_ACTIVITY_
Pictures are to be omitted, and every entry below is to be restated exactly.

_EXTRACTED DATA_
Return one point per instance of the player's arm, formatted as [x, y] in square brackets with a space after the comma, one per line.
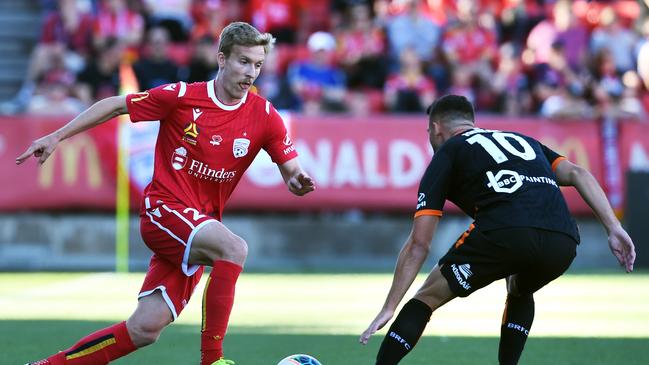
[298, 182]
[411, 258]
[569, 174]
[98, 113]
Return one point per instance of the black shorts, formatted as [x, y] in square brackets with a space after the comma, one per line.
[479, 258]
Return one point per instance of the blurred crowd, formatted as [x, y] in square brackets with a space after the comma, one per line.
[556, 59]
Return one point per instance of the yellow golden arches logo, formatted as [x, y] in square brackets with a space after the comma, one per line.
[191, 130]
[139, 96]
[72, 151]
[572, 148]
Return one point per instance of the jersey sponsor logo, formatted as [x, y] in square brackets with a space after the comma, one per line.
[203, 171]
[421, 200]
[216, 140]
[139, 96]
[458, 276]
[191, 133]
[197, 113]
[287, 140]
[179, 158]
[507, 181]
[240, 147]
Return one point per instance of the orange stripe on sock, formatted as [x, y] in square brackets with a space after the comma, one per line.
[428, 212]
[92, 349]
[204, 310]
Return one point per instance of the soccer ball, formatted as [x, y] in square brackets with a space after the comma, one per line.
[299, 359]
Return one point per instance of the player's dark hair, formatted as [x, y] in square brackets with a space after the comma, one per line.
[243, 34]
[450, 108]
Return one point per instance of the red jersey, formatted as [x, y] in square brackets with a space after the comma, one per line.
[204, 146]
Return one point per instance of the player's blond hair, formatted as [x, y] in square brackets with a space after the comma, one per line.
[243, 34]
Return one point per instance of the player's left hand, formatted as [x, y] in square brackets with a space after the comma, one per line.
[381, 320]
[300, 184]
[622, 247]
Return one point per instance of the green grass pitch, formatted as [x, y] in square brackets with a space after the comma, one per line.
[595, 319]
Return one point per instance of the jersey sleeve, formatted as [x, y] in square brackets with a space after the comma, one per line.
[553, 157]
[154, 104]
[278, 143]
[434, 185]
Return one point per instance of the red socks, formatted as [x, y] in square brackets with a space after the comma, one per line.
[218, 299]
[97, 348]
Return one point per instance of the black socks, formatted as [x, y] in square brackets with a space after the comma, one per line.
[404, 332]
[517, 321]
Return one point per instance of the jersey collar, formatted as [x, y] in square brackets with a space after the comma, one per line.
[212, 95]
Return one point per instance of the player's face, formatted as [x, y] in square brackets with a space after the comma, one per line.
[240, 69]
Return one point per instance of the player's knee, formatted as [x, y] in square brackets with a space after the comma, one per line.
[144, 333]
[236, 250]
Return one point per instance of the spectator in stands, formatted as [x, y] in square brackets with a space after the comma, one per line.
[615, 96]
[115, 20]
[173, 15]
[318, 83]
[204, 63]
[53, 95]
[67, 33]
[282, 18]
[210, 17]
[472, 45]
[409, 90]
[643, 64]
[155, 68]
[412, 29]
[100, 77]
[562, 26]
[361, 49]
[618, 39]
[559, 91]
[510, 84]
[273, 84]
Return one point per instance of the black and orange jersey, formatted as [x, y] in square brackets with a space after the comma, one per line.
[500, 179]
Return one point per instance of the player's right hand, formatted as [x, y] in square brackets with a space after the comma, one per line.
[381, 320]
[622, 247]
[41, 148]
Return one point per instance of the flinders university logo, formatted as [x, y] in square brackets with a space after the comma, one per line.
[179, 158]
[240, 147]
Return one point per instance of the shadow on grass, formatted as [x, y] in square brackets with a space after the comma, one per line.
[30, 340]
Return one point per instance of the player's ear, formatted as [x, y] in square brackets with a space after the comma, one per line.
[220, 58]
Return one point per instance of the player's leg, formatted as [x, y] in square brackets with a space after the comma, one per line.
[108, 344]
[215, 245]
[552, 255]
[407, 328]
[516, 324]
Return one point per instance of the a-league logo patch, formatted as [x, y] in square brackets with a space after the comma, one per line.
[240, 147]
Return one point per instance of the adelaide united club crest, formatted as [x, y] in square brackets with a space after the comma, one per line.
[240, 147]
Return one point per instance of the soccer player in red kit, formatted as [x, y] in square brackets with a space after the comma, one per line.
[210, 132]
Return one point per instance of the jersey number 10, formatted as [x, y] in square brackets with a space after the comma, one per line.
[496, 153]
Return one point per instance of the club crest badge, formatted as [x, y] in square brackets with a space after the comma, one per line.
[240, 147]
[216, 140]
[191, 133]
[179, 158]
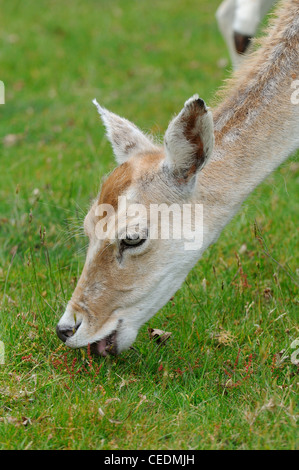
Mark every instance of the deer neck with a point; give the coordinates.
(256, 126)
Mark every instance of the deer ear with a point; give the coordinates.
(189, 139)
(126, 139)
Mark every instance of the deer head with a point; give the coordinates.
(128, 274)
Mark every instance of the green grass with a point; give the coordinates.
(218, 382)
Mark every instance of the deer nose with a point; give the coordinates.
(65, 333)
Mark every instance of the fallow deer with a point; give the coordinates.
(238, 21)
(214, 159)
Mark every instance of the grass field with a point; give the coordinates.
(222, 381)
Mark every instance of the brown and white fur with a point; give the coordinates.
(215, 159)
(238, 21)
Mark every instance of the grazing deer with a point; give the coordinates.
(212, 159)
(238, 21)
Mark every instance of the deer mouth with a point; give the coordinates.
(105, 346)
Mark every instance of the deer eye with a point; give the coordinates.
(133, 240)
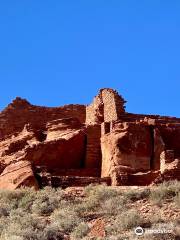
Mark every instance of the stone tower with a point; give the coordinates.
(107, 106)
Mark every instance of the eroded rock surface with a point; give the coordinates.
(40, 145)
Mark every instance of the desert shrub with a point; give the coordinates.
(47, 200)
(4, 210)
(164, 191)
(27, 199)
(66, 219)
(177, 199)
(80, 231)
(125, 221)
(135, 195)
(113, 206)
(51, 232)
(100, 192)
(24, 225)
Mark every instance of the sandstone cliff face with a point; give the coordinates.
(76, 144)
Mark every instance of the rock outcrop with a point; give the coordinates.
(77, 144)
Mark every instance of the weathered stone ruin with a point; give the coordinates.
(76, 145)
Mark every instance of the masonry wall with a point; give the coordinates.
(113, 105)
(21, 112)
(93, 147)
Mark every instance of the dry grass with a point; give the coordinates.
(49, 214)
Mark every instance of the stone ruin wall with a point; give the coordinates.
(113, 141)
(20, 112)
(107, 106)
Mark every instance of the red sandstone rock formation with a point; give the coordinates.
(77, 145)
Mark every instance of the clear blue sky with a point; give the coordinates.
(58, 52)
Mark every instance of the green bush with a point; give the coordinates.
(164, 191)
(80, 231)
(65, 219)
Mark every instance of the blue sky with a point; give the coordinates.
(58, 52)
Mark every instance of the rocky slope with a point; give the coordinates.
(77, 145)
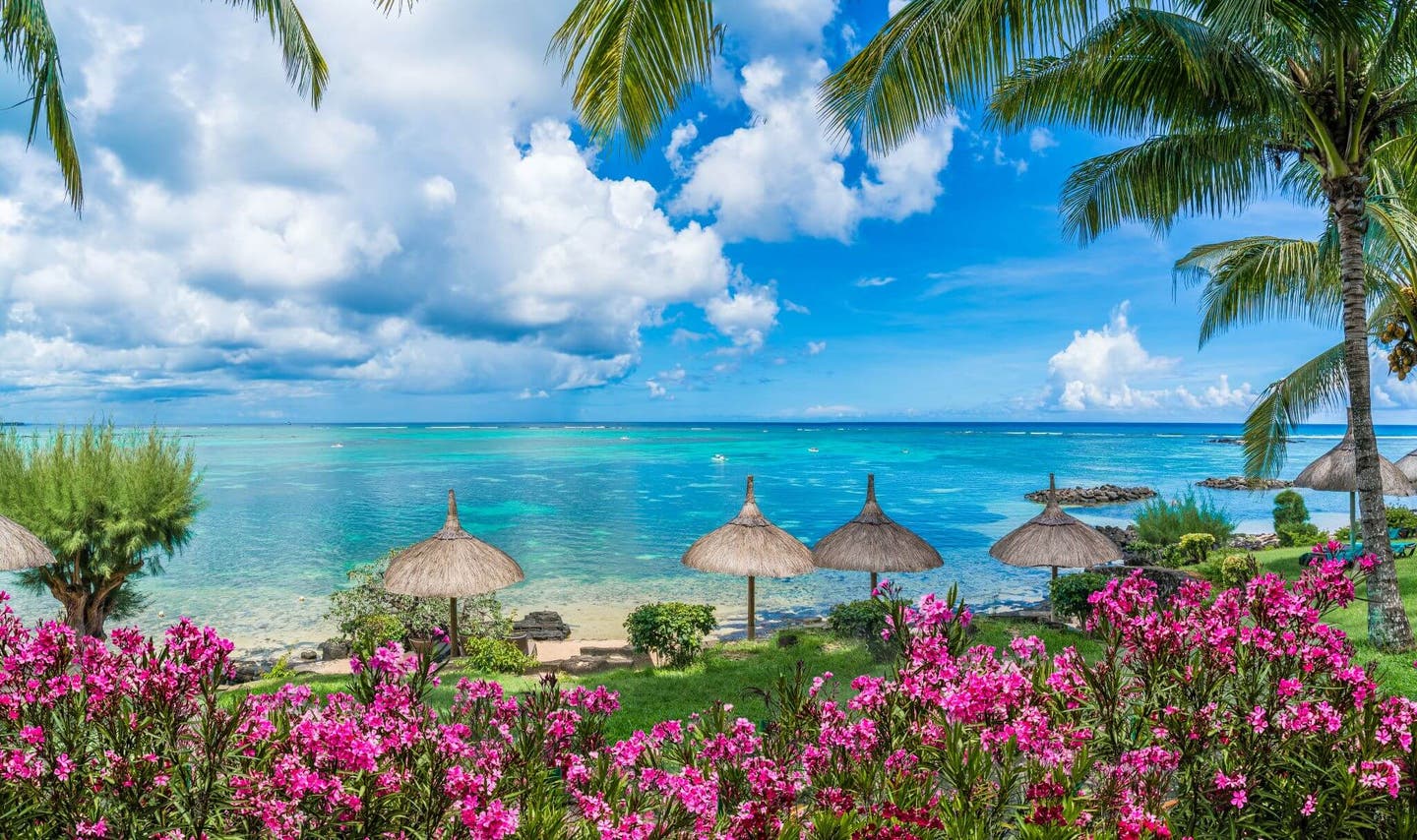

_RESPONSE AREA_
Return one point per instance of the player's arm, formatted as [x, y] in square brackets with a space after the comma, one per line.
[298, 182]
[411, 258]
[569, 174]
[98, 113]
Return one point per instance of the black shorts, formatted as [x, y] in square brackets with a space after the comma, one per line.
[479, 258]
Return one point per instance of the blurred crowd, formatted as [x, y] in square brackets with a space after the comma, one per line.
[556, 59]
Return one point per instance of the yellow golden arches logo, formatted as [x, y] in square brackets with a space after the comma, one per line.
[191, 130]
[139, 96]
[72, 151]
[572, 148]
Return one point per instance of the jersey sponsor logo, formatted as [x, y] in square brackets with a space after the comma, one per line.
[203, 171]
[421, 200]
[216, 140]
[139, 96]
[458, 276]
[191, 133]
[197, 113]
[287, 140]
[179, 158]
[507, 181]
[240, 147]
Return one point per instance of the orange stripe on sock, formatted as [x, y] in square brackets with a space after the comma, one per line.
[428, 212]
[92, 349]
[204, 310]
Return one point per instance of the soccer ball, formatted as [x, y] in square brackets with a space after the comma, one per line.
[299, 359]
Return one point per instance of the player's dark hair, formatted as [x, y] in square brackets with a space after the comma, one per line.
[243, 34]
[450, 108]
Return one point per instance of the red jersey, formatted as [x, y] in square brackets with a space after the comma, one per line.
[204, 146]
Return one point per instance of the player's blond hair, formatted as [x, y] in square brackets with a space after the comma, one per line.
[243, 34]
Return one point per instance of the player's left hand, formatted as [x, y] in square brackets with a space after the comma, one per line.
[381, 320]
[300, 184]
[622, 247]
Return one point per instance of the green grass pitch, formatted as [x, y] in square brackets with a space after the comma, one per line.
[595, 319]
Return one point per instance of the jersey sleeve, formatted as [x, y] in square brackets with a space after the comma, one per line.
[553, 157]
[154, 104]
[278, 143]
[434, 185]
Return one point per instance of the red socks, formatted as [x, y] in square brackets with a space after the comma, one per line.
[218, 299]
[97, 348]
Return one point per instance of the black socks, formatted as [x, y] in square brackets with a space after the comma, one per line.
[404, 332]
[517, 321]
Return one point per instance of the jersey collar, formatted as [x, y] in square brackets with a space after the comma, one per line.
[212, 95]
Return one point per instance of the player's face, formatted as [x, y] in square brackets with a space after the comma, one per line.
[240, 69]
Return one point per instance of the player's knee, formatted as [x, y] in square brackets with a space after the comma, one per line.
[144, 333]
[236, 250]
Return one point per instance of the spectator in stands, formatted as [x, y] in square brackets with a space after the comma, one per line.
[615, 96]
[115, 20]
[173, 15]
[318, 83]
[204, 63]
[53, 95]
[67, 33]
[282, 18]
[210, 17]
[472, 45]
[409, 90]
[643, 64]
[155, 68]
[412, 29]
[100, 77]
[562, 26]
[361, 49]
[618, 39]
[559, 91]
[510, 84]
[273, 84]
Return one point per instance of the black and orange jersey, formatted as [x, y] in square brackets with a space after the comma, one per line.
[500, 179]
Return one point per instance of the player's right hand, formatted as [x, y] in square brackets with a space after the comma, one per line.
[381, 320]
[622, 247]
[41, 148]
Return one point per instance of the flinders university logo, formatted as [x, y] in square brackets with a space after the comma, one per line.
[179, 158]
[240, 147]
Return one point per instance of the shadow on grass, formatted as [x, y] in square brackets with a space after the comma, one per line.
[30, 340]
Return one point per instance of the player's ear, formatted as [x, y] in square brackets with a space after the comma, one per line.
[220, 58]
Return one point per instance of the player's leg, formatted as [x, y] in square brackets with a space after the comma, one per line.
[108, 344]
[215, 245]
[552, 255]
[407, 328]
[516, 324]
Return one point per instance of the a-league logo patch, formatted as [x, y] in square brackets with a space after the comma, one per line.
[240, 147]
Return one point per instance of the adelaide united club crest, formatted as [x, y] in square brackets with a space after the comma, one per line.
[240, 147]
Return one point per instance of the soccer player in red kit, formatted as [x, y] in square brackets with a space after the comma, one per line.
[210, 132]
Return one point per instance of the jersey number 10, formatted as [x, y] in square brackets with a space after the comma, one per line.
[496, 153]
Return one point per instance of the club crest badge, formatted as [x, y] in square brackets with a space after the comma, one per line.
[240, 147]
[216, 140]
[191, 133]
[179, 158]
Mark every instance of the deer neck with a point; give the coordinates.
(256, 126)
Mark every instance of the deer ear with a point; give the coordinates.
(189, 139)
(126, 139)
Mark every instance of the deer head with a point; give the coordinates.
(128, 274)
Mark every instance of the green grass with a point; give the coordinates.
(218, 382)
Mark every instance of the deer nose with a point; give the coordinates.
(65, 333)
Mark every instance of the fallow deer with a point; give the coordinates.
(238, 21)
(214, 159)
Mark every instance of the grass field with a point; give the coordinates.
(222, 381)
Mark every instance of the brown and white fur with a point; give the coordinates.
(215, 159)
(238, 21)
Mark every instance of the grazing deer with a point; give the coordinates.
(212, 159)
(238, 21)
Mark every instance of the deer mouth with a point; give the coordinates.
(105, 346)
Mark every instance of the deer eye with a point; give the coordinates.
(133, 240)
Mark every instance of the stone tower with a point; give the coordinates.
(107, 106)
Mark every instance of the eroded rock surface with a point; give the coordinates.
(40, 145)
Mark every instance of the desert shrub with a point; give the coordinates.
(47, 200)
(4, 210)
(164, 191)
(27, 199)
(66, 219)
(177, 199)
(80, 231)
(125, 221)
(135, 195)
(113, 206)
(51, 232)
(100, 192)
(24, 225)
Mark every instance of the sandstone cliff face with a point; give the coordinates.
(76, 144)
Mark every instance of the rock outcrop with a point; give the coordinates.
(77, 144)
Mark every instance of the weathered stone ruin with a point; give the coordinates.
(76, 145)
Mark every instance of the masonry wall with a point; give the coordinates.
(113, 105)
(21, 112)
(93, 147)
Mark every instance of the dry grass with a point; give the coordinates.
(49, 214)
Mark every instance of the stone ruin wall with a point; give the coordinates.
(113, 141)
(20, 112)
(107, 106)
Mark every instance of the red sandstone rock formation with a point; give the coordinates.
(77, 145)
Mark every instance of the clear blue sky with a point; give the coordinates.
(58, 52)
Mark every instance of the green bush with a point; give the coordinates.
(164, 191)
(80, 231)
(65, 219)
Mark every instance of the blue sky with a point; give the coordinates.
(58, 52)
Mark every instance of the rocky slope with a point; give the coordinates.
(77, 145)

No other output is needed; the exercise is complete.